### Dataset rows
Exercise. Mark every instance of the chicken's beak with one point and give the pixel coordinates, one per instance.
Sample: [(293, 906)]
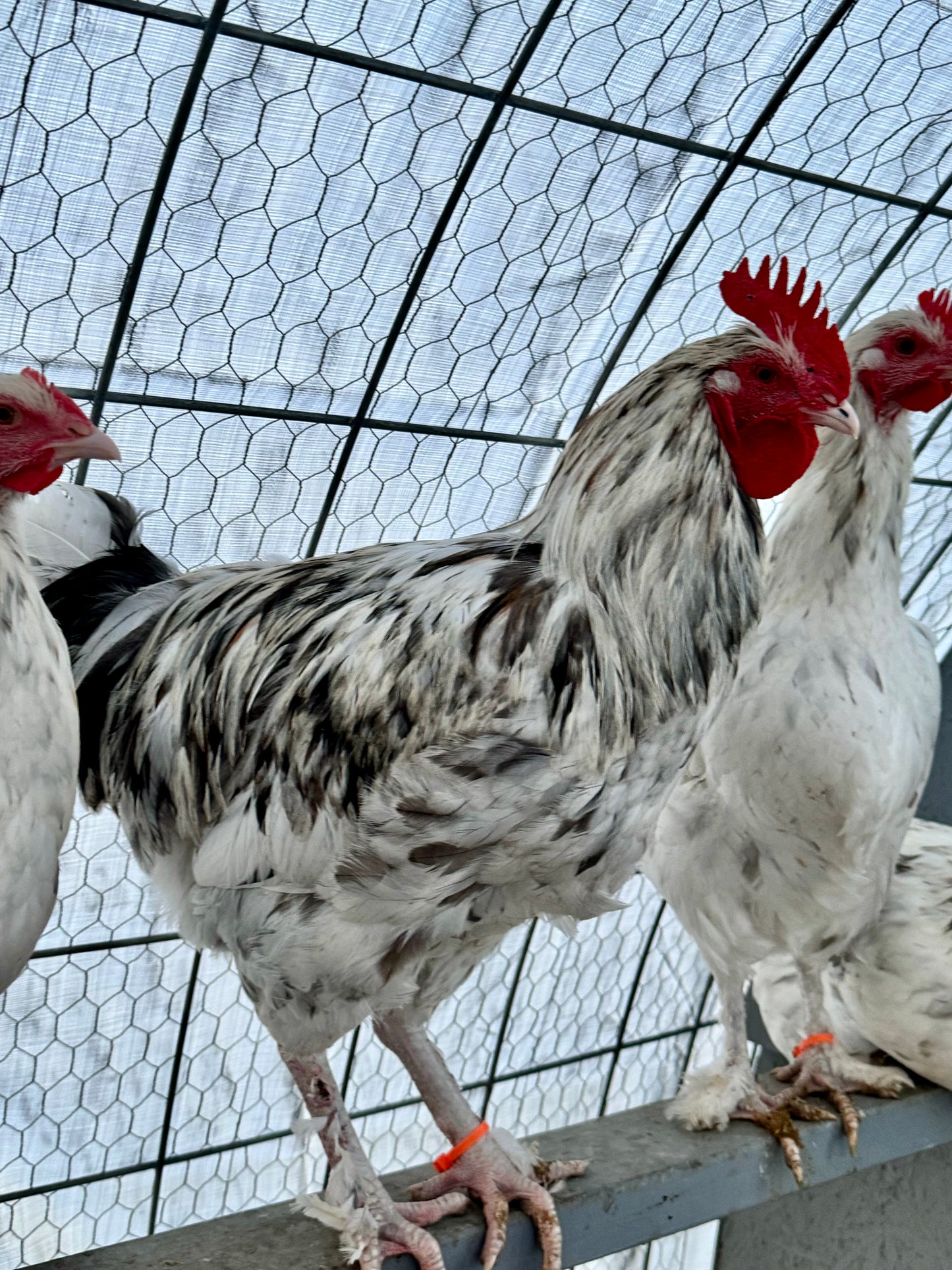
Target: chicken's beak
[(841, 418), (86, 445)]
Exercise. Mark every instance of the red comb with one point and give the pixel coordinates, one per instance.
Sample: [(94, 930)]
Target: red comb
[(61, 399), (779, 313), (938, 308)]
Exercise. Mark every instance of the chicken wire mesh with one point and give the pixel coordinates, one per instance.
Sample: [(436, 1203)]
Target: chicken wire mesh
[(333, 275)]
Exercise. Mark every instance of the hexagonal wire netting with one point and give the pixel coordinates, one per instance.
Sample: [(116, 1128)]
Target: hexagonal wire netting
[(333, 274)]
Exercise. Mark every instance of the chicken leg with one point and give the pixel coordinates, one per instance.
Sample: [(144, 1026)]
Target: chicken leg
[(828, 1068), (371, 1225), (727, 1090), (498, 1169)]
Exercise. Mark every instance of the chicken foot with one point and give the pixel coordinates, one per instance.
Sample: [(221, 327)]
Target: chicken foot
[(497, 1169), (828, 1068), (372, 1226), (727, 1090)]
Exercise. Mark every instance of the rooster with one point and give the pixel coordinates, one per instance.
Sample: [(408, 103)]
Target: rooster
[(781, 840), (357, 774), (891, 990), (41, 430)]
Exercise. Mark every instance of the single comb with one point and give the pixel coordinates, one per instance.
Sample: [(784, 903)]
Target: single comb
[(61, 398), (779, 314), (938, 308)]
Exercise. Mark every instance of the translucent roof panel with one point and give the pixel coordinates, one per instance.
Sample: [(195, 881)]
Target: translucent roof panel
[(342, 272)]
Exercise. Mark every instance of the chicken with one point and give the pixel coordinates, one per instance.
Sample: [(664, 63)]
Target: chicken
[(41, 428), (357, 774), (891, 989), (781, 838)]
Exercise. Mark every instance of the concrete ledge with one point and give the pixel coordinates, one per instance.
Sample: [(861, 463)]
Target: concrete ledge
[(648, 1179)]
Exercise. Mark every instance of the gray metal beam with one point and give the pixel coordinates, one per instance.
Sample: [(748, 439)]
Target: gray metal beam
[(648, 1179)]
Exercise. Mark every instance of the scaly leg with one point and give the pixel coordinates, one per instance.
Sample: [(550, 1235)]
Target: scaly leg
[(727, 1090), (828, 1068), (497, 1169), (371, 1225)]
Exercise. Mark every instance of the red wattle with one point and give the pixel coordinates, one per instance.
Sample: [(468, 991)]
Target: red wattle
[(768, 455), (772, 453), (34, 479)]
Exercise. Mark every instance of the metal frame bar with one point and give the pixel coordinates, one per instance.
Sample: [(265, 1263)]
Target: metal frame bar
[(714, 193), (362, 1114), (531, 43), (163, 1157), (150, 219), (532, 105)]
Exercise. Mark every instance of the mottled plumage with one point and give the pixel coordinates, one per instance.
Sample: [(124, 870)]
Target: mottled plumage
[(357, 774)]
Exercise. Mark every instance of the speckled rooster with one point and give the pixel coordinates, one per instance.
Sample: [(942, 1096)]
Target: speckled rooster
[(357, 774)]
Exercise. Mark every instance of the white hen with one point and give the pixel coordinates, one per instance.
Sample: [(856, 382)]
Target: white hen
[(891, 990), (782, 837)]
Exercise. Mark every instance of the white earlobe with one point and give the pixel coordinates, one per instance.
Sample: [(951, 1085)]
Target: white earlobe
[(725, 382), (871, 360)]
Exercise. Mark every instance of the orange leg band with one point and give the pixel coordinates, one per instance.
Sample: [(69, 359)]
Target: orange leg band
[(816, 1039), (450, 1157)]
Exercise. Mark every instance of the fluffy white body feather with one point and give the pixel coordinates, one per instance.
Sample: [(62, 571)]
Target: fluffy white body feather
[(38, 751), (891, 989), (782, 837)]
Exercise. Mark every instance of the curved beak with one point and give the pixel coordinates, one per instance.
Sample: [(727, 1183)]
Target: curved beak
[(90, 445), (841, 418)]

### Given exercise
Copy everything in the material from the line containing "Exercise. Mark every instance of the white earlobe" down to the line containing "[(725, 382), (871, 360)]", including both of those lines.

### Final result
Exercise. Mark every instance of the white earlobe with one point and give the pixel coordinates, one per instance.
Sample: [(951, 1085)]
Target: white earlobe
[(725, 382), (871, 360)]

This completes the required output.